● AIM: Return every line of the records below that contains the string "beam", matching case exactly.

● SUPPLIED MATERIAL:
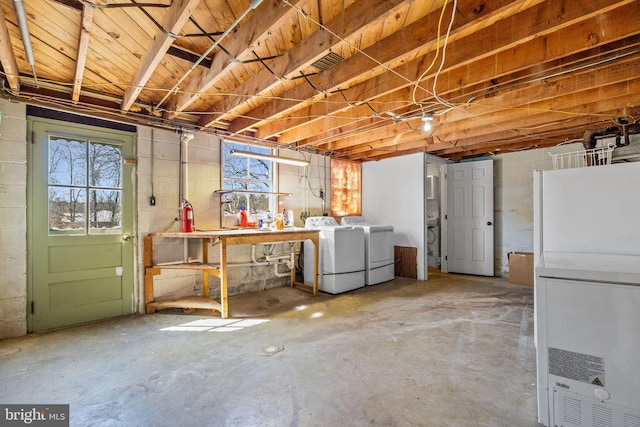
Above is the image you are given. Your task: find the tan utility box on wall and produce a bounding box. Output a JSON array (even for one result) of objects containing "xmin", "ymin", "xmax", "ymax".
[{"xmin": 509, "ymin": 252, "xmax": 533, "ymax": 285}]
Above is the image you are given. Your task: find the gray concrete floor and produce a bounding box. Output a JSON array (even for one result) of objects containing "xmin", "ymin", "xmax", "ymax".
[{"xmin": 0, "ymin": 273, "xmax": 538, "ymax": 427}]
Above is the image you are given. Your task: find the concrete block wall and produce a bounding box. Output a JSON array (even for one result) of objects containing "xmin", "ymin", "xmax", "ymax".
[
  {"xmin": 278, "ymin": 150, "xmax": 331, "ymax": 227},
  {"xmin": 494, "ymin": 143, "xmax": 583, "ymax": 277},
  {"xmin": 0, "ymin": 99, "xmax": 27, "ymax": 338},
  {"xmin": 137, "ymin": 127, "xmax": 329, "ymax": 312}
]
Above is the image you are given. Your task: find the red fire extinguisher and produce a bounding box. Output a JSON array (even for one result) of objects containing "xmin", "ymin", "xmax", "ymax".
[{"xmin": 182, "ymin": 200, "xmax": 194, "ymax": 233}]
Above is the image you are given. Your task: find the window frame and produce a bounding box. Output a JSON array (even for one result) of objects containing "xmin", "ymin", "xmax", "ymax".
[{"xmin": 220, "ymin": 140, "xmax": 278, "ymax": 225}]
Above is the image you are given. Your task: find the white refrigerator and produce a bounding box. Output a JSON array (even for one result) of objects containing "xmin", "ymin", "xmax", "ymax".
[{"xmin": 534, "ymin": 162, "xmax": 640, "ymax": 427}]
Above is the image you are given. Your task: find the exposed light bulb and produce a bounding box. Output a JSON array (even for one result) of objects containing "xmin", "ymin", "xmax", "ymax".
[{"xmin": 422, "ymin": 113, "xmax": 433, "ymax": 132}]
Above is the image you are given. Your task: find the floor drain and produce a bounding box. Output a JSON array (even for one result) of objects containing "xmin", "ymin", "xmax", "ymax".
[{"xmin": 262, "ymin": 345, "xmax": 284, "ymax": 356}]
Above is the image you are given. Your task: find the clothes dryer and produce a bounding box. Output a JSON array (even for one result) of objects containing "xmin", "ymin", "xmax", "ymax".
[
  {"xmin": 340, "ymin": 216, "xmax": 395, "ymax": 285},
  {"xmin": 303, "ymin": 216, "xmax": 365, "ymax": 294}
]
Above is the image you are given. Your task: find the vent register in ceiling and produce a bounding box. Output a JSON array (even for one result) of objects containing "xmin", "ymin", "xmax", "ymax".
[{"xmin": 0, "ymin": 0, "xmax": 640, "ymax": 161}]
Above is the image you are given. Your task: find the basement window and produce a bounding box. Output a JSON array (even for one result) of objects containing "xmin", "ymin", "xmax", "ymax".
[
  {"xmin": 222, "ymin": 141, "xmax": 276, "ymax": 226},
  {"xmin": 48, "ymin": 135, "xmax": 122, "ymax": 235}
]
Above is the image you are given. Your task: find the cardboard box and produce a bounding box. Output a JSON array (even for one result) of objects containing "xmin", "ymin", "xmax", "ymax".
[{"xmin": 509, "ymin": 252, "xmax": 533, "ymax": 286}]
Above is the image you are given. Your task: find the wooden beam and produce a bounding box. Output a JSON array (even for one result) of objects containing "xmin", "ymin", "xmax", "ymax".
[
  {"xmin": 0, "ymin": 8, "xmax": 20, "ymax": 92},
  {"xmin": 169, "ymin": 0, "xmax": 309, "ymax": 117},
  {"xmin": 200, "ymin": 0, "xmax": 406, "ymax": 127},
  {"xmin": 230, "ymin": 0, "xmax": 640, "ymax": 138},
  {"xmin": 209, "ymin": 0, "xmax": 519, "ymax": 132},
  {"xmin": 274, "ymin": 0, "xmax": 640, "ymax": 145},
  {"xmin": 71, "ymin": 4, "xmax": 95, "ymax": 102},
  {"xmin": 121, "ymin": 0, "xmax": 200, "ymax": 111}
]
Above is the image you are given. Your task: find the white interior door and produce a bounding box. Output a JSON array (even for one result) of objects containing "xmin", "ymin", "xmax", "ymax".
[{"xmin": 445, "ymin": 159, "xmax": 494, "ymax": 276}]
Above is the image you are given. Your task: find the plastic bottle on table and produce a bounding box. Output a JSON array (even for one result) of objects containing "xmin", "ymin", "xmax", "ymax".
[{"xmin": 238, "ymin": 206, "xmax": 249, "ymax": 227}]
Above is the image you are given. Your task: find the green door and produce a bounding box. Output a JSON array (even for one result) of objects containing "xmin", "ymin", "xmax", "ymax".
[{"xmin": 27, "ymin": 117, "xmax": 136, "ymax": 332}]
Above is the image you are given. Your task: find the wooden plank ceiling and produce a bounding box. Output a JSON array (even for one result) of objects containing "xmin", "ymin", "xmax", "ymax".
[{"xmin": 0, "ymin": 0, "xmax": 640, "ymax": 161}]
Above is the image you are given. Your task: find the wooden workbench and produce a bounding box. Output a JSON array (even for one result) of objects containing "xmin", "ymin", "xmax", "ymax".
[{"xmin": 144, "ymin": 228, "xmax": 320, "ymax": 319}]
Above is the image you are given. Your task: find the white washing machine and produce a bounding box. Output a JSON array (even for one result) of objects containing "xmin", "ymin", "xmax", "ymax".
[
  {"xmin": 340, "ymin": 216, "xmax": 395, "ymax": 285},
  {"xmin": 304, "ymin": 216, "xmax": 365, "ymax": 294}
]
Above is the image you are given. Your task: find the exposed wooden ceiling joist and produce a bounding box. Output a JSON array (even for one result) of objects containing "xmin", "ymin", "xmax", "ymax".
[{"xmin": 0, "ymin": 0, "xmax": 640, "ymax": 161}]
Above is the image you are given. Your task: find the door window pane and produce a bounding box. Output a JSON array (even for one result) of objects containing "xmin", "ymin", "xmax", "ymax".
[
  {"xmin": 49, "ymin": 137, "xmax": 87, "ymax": 186},
  {"xmin": 48, "ymin": 136, "xmax": 122, "ymax": 235},
  {"xmin": 89, "ymin": 143, "xmax": 122, "ymax": 188},
  {"xmin": 49, "ymin": 186, "xmax": 87, "ymax": 234},
  {"xmin": 89, "ymin": 190, "xmax": 122, "ymax": 234}
]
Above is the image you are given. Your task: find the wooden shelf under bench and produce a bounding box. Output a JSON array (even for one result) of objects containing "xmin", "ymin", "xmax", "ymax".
[{"xmin": 144, "ymin": 228, "xmax": 320, "ymax": 319}]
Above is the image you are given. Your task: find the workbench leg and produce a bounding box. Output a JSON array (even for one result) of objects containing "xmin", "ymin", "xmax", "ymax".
[
  {"xmin": 144, "ymin": 274, "xmax": 156, "ymax": 314},
  {"xmin": 220, "ymin": 239, "xmax": 229, "ymax": 319},
  {"xmin": 290, "ymin": 248, "xmax": 296, "ymax": 288},
  {"xmin": 202, "ymin": 270, "xmax": 209, "ymax": 298},
  {"xmin": 312, "ymin": 237, "xmax": 320, "ymax": 295}
]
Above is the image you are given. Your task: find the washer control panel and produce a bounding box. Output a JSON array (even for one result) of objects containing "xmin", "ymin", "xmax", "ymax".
[{"xmin": 304, "ymin": 216, "xmax": 338, "ymax": 228}]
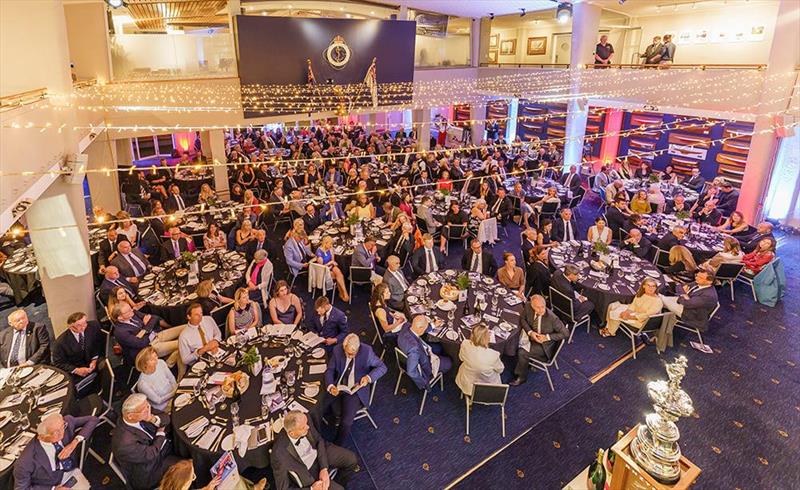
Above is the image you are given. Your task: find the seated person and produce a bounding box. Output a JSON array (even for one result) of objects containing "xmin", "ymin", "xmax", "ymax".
[
  {"xmin": 14, "ymin": 413, "xmax": 100, "ymax": 490},
  {"xmin": 0, "ymin": 309, "xmax": 50, "ymax": 368},
  {"xmin": 308, "ymin": 296, "xmax": 348, "ymax": 355},
  {"xmin": 509, "ymin": 294, "xmax": 569, "ymax": 386},
  {"xmin": 456, "ymin": 323, "xmax": 504, "ymax": 396},
  {"xmin": 269, "ymin": 410, "xmax": 360, "ymax": 490},
  {"xmin": 550, "ymin": 264, "xmax": 594, "ymax": 320},
  {"xmin": 659, "ymin": 269, "xmax": 718, "ymax": 332},
  {"xmin": 111, "ymin": 393, "xmax": 178, "ymax": 490},
  {"xmin": 53, "ymin": 312, "xmax": 105, "ymax": 396},
  {"xmin": 325, "ymin": 333, "xmax": 387, "ymax": 444},
  {"xmin": 600, "ymin": 277, "xmax": 664, "ymax": 337},
  {"xmin": 397, "ymin": 315, "xmax": 453, "ymax": 391},
  {"xmin": 135, "ymin": 345, "xmax": 178, "ymax": 412},
  {"xmin": 178, "ymin": 303, "xmax": 222, "ymax": 367}
]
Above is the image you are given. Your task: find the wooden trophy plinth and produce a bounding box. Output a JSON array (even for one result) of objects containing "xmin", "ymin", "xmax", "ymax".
[{"xmin": 611, "ymin": 426, "xmax": 700, "ymax": 490}]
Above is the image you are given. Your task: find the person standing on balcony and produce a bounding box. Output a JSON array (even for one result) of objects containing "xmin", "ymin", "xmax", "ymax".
[{"xmin": 594, "ymin": 34, "xmax": 614, "ymax": 68}]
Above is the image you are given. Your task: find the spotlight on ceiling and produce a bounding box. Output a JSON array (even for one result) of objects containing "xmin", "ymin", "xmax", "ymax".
[{"xmin": 556, "ymin": 2, "xmax": 572, "ymax": 24}]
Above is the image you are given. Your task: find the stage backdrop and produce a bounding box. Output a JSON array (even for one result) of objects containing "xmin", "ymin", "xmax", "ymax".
[{"xmin": 236, "ymin": 15, "xmax": 416, "ymax": 117}]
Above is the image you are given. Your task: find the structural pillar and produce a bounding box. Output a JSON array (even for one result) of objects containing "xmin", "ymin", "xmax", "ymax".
[
  {"xmin": 564, "ymin": 1, "xmax": 602, "ymax": 172},
  {"xmin": 737, "ymin": 1, "xmax": 800, "ymax": 223}
]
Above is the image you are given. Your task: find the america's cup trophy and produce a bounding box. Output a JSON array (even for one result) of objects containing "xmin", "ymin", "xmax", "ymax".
[{"xmin": 630, "ymin": 356, "xmax": 694, "ymax": 484}]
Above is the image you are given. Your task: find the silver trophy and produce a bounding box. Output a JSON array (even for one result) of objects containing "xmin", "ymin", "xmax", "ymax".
[{"xmin": 630, "ymin": 356, "xmax": 694, "ymax": 484}]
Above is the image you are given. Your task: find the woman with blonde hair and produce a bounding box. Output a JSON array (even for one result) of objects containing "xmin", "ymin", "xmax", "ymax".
[
  {"xmin": 135, "ymin": 345, "xmax": 178, "ymax": 412},
  {"xmin": 600, "ymin": 277, "xmax": 664, "ymax": 337},
  {"xmin": 456, "ymin": 323, "xmax": 503, "ymax": 396}
]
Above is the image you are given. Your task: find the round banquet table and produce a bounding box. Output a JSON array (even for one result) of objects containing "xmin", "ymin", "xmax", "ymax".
[
  {"xmin": 549, "ymin": 241, "xmax": 665, "ymax": 319},
  {"xmin": 139, "ymin": 249, "xmax": 247, "ymax": 306},
  {"xmin": 0, "ymin": 364, "xmax": 75, "ymax": 488},
  {"xmin": 171, "ymin": 327, "xmax": 326, "ymax": 485},
  {"xmin": 3, "ymin": 245, "xmax": 39, "ymax": 304},
  {"xmin": 405, "ymin": 269, "xmax": 525, "ymax": 365},
  {"xmin": 642, "ymin": 214, "xmax": 725, "ymax": 264},
  {"xmin": 308, "ymin": 218, "xmax": 392, "ymax": 277}
]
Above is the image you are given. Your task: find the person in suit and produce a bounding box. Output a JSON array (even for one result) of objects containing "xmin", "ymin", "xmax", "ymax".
[
  {"xmin": 550, "ymin": 208, "xmax": 579, "ymax": 242},
  {"xmin": 14, "ymin": 413, "xmax": 100, "ymax": 490},
  {"xmin": 161, "ymin": 226, "xmax": 189, "ymax": 262},
  {"xmin": 411, "ymin": 233, "xmax": 444, "ymax": 277},
  {"xmin": 659, "ymin": 268, "xmax": 719, "ymax": 332},
  {"xmin": 53, "ymin": 312, "xmax": 104, "ymax": 397},
  {"xmin": 551, "ymin": 264, "xmax": 594, "ymax": 320},
  {"xmin": 111, "ymin": 393, "xmax": 179, "ymax": 490},
  {"xmin": 383, "ymin": 255, "xmax": 408, "ymax": 311},
  {"xmin": 509, "ymin": 294, "xmax": 569, "ymax": 386},
  {"xmin": 269, "ymin": 410, "xmax": 358, "ymax": 490},
  {"xmin": 461, "ymin": 238, "xmax": 497, "ymax": 277},
  {"xmin": 111, "ymin": 241, "xmax": 152, "ymax": 284},
  {"xmin": 622, "ymin": 228, "xmax": 653, "ymax": 259},
  {"xmin": 0, "ymin": 309, "xmax": 50, "ymax": 367},
  {"xmin": 397, "ymin": 315, "xmax": 453, "ymax": 391},
  {"xmin": 325, "ymin": 333, "xmax": 387, "ymax": 444},
  {"xmin": 309, "ymin": 296, "xmax": 348, "ymax": 355}
]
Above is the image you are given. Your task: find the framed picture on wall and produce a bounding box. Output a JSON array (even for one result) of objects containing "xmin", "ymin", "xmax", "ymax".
[
  {"xmin": 500, "ymin": 39, "xmax": 517, "ymax": 55},
  {"xmin": 528, "ymin": 37, "xmax": 547, "ymax": 56}
]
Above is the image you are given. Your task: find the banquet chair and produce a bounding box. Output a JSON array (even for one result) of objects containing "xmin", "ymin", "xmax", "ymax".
[
  {"xmin": 464, "ymin": 383, "xmax": 508, "ymax": 437},
  {"xmin": 348, "ymin": 265, "xmax": 372, "ymax": 303},
  {"xmin": 528, "ymin": 339, "xmax": 566, "ymax": 391},
  {"xmin": 675, "ymin": 302, "xmax": 719, "ymax": 345},
  {"xmin": 619, "ymin": 311, "xmax": 674, "ymax": 359},
  {"xmin": 714, "ymin": 263, "xmax": 752, "ymax": 301},
  {"xmin": 550, "ymin": 286, "xmax": 592, "ymax": 344},
  {"xmin": 394, "ymin": 347, "xmax": 444, "ymax": 415}
]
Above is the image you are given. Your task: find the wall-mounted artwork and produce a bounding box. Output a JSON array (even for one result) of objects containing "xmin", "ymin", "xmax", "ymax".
[
  {"xmin": 500, "ymin": 39, "xmax": 517, "ymax": 55},
  {"xmin": 528, "ymin": 37, "xmax": 547, "ymax": 56}
]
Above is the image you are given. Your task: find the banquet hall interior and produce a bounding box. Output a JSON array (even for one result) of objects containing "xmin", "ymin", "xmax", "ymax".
[{"xmin": 0, "ymin": 0, "xmax": 800, "ymax": 490}]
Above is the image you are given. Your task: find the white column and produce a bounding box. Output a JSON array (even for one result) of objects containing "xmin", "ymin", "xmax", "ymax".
[
  {"xmin": 564, "ymin": 1, "xmax": 601, "ymax": 171},
  {"xmin": 737, "ymin": 1, "xmax": 800, "ymax": 223}
]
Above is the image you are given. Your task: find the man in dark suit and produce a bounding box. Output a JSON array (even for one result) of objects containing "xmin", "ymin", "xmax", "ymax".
[
  {"xmin": 111, "ymin": 393, "xmax": 179, "ymax": 490},
  {"xmin": 325, "ymin": 333, "xmax": 386, "ymax": 444},
  {"xmin": 14, "ymin": 413, "xmax": 100, "ymax": 490},
  {"xmin": 622, "ymin": 228, "xmax": 653, "ymax": 259},
  {"xmin": 461, "ymin": 238, "xmax": 497, "ymax": 277},
  {"xmin": 397, "ymin": 315, "xmax": 453, "ymax": 390},
  {"xmin": 111, "ymin": 241, "xmax": 151, "ymax": 284},
  {"xmin": 0, "ymin": 309, "xmax": 50, "ymax": 367},
  {"xmin": 660, "ymin": 268, "xmax": 719, "ymax": 332},
  {"xmin": 161, "ymin": 226, "xmax": 189, "ymax": 262},
  {"xmin": 269, "ymin": 410, "xmax": 360, "ymax": 490},
  {"xmin": 309, "ymin": 296, "xmax": 348, "ymax": 355},
  {"xmin": 411, "ymin": 233, "xmax": 444, "ymax": 277},
  {"xmin": 509, "ymin": 294, "xmax": 569, "ymax": 386},
  {"xmin": 551, "ymin": 264, "xmax": 594, "ymax": 320},
  {"xmin": 550, "ymin": 208, "xmax": 580, "ymax": 242},
  {"xmin": 53, "ymin": 312, "xmax": 103, "ymax": 397}
]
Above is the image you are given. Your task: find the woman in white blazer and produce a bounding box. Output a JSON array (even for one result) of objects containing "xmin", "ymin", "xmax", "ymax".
[{"xmin": 456, "ymin": 324, "xmax": 503, "ymax": 395}]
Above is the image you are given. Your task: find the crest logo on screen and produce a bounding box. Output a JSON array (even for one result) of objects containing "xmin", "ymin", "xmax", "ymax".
[{"xmin": 324, "ymin": 36, "xmax": 353, "ymax": 70}]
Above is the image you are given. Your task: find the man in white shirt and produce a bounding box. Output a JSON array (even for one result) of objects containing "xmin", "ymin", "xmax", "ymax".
[{"xmin": 178, "ymin": 303, "xmax": 222, "ymax": 366}]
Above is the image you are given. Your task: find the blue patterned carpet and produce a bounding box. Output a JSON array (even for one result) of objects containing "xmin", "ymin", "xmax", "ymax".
[{"xmin": 0, "ymin": 193, "xmax": 800, "ymax": 489}]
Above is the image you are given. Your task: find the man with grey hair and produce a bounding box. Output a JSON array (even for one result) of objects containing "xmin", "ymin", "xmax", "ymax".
[
  {"xmin": 14, "ymin": 413, "xmax": 100, "ymax": 490},
  {"xmin": 111, "ymin": 393, "xmax": 179, "ymax": 490},
  {"xmin": 0, "ymin": 309, "xmax": 50, "ymax": 367},
  {"xmin": 269, "ymin": 410, "xmax": 358, "ymax": 490},
  {"xmin": 325, "ymin": 333, "xmax": 387, "ymax": 444}
]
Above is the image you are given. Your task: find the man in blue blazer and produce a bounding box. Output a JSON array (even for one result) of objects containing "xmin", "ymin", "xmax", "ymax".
[
  {"xmin": 14, "ymin": 413, "xmax": 100, "ymax": 490},
  {"xmin": 397, "ymin": 315, "xmax": 453, "ymax": 390},
  {"xmin": 309, "ymin": 296, "xmax": 348, "ymax": 355},
  {"xmin": 325, "ymin": 333, "xmax": 386, "ymax": 445}
]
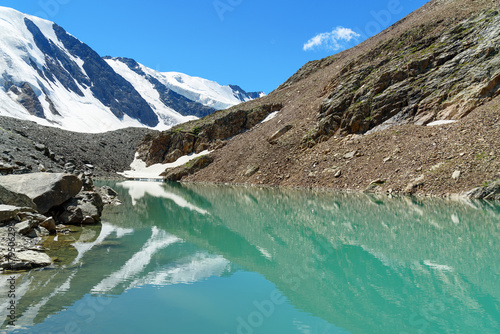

● FINAL ANSWER:
Above is the image you are given. Your task: find the wooden beam and produce a bounding box. Output a JSON array (even for one result) of objects containing "xmin", "ymin", "xmax", "ymax".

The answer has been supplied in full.